Stored data entries:
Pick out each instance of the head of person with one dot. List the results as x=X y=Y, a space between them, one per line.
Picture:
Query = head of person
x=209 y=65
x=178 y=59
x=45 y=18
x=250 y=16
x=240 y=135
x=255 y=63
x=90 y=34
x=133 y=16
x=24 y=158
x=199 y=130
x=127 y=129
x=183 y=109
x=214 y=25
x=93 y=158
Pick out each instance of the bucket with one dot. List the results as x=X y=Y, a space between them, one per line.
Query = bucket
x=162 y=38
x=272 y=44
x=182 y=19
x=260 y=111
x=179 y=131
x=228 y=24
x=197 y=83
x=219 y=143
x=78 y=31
--
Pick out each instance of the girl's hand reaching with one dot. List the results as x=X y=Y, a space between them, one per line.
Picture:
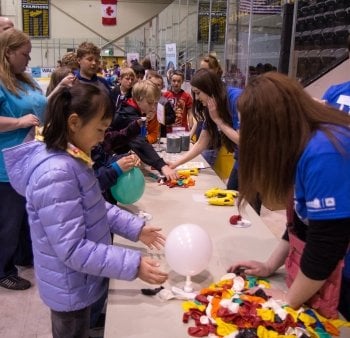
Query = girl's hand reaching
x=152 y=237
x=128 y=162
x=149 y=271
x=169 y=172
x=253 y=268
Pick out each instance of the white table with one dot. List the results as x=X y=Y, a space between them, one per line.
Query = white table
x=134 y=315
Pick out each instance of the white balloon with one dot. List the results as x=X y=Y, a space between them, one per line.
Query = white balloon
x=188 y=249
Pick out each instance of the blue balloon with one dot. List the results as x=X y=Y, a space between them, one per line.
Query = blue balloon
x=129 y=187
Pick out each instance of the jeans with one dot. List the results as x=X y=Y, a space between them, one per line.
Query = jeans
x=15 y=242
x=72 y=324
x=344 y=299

Instructions to follow: Only a number is wanted here: the count of lines above that contain the word "instance".

Answer for the task: 7